§ Exercise directions:
Locate the line containing "hand on this basis.", then please write out that line and all the lines below it in the entries exactly.

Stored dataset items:
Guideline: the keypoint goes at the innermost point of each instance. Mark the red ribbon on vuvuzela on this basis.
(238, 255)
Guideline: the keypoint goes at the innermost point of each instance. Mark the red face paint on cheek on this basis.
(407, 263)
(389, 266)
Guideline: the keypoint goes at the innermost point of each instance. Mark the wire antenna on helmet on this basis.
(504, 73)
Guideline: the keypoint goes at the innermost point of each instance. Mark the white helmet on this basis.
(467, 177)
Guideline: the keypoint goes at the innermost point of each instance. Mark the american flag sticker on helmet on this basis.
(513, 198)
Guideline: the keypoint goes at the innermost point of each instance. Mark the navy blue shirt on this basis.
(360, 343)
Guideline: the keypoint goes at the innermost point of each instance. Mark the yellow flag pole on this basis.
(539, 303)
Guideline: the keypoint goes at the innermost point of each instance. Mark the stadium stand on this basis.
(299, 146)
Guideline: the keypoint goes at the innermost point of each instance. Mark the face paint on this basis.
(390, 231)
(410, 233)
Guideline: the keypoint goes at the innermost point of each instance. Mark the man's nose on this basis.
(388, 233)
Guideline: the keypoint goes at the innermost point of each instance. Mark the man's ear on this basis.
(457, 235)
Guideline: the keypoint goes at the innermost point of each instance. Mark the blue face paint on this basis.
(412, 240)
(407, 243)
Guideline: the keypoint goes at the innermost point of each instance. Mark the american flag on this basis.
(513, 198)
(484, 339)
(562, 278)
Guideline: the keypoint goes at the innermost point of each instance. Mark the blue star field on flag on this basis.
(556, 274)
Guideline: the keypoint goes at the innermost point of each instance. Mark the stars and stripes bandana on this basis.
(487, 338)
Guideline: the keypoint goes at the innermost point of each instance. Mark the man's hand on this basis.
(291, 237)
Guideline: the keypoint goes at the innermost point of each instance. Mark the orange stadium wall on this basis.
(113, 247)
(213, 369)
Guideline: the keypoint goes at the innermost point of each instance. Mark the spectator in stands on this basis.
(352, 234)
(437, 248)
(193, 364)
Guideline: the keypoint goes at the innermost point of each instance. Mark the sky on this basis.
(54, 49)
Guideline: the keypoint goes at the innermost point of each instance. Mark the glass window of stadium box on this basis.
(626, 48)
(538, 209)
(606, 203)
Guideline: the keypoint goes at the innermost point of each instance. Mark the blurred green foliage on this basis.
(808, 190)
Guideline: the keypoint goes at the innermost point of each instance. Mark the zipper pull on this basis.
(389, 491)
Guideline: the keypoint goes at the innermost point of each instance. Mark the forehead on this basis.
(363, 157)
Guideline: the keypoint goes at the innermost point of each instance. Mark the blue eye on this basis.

§ Your response:
Guideline: the keypoint goes at the innermost point of each instance. Mark the man's hand on this basis.
(291, 237)
Guideline: the keypoint goes at the innermost point of each instance. Mark the orange stadium wall on this basis.
(113, 247)
(213, 369)
Guideline: the keypoint goes at the innermost point of each instance. Mark the spectator in stands on this basis.
(352, 234)
(437, 248)
(193, 364)
Guideline: the keypoint goes at the innermost point of each instance. Mark the sky on this basis.
(54, 49)
Guideline: the keypoint goes at the innermost point of each instance. Mark the glass window of stadium box on this basis.
(626, 48)
(538, 209)
(606, 203)
Guideline: the keypoint goes at the innermost point of each instance. Mark the blurred green foliage on this basis.
(808, 190)
Guideline: the keypoint goes at the innermost point of each instance. Mark the zipper pull on this basis.
(389, 491)
Guideline: the keypoint goes at the innermost point of each instance. Mark the forehead on this basis.
(363, 157)
Guideline: the keypoint goes at the innermost point of each instance. Mark the blue eye on this basis.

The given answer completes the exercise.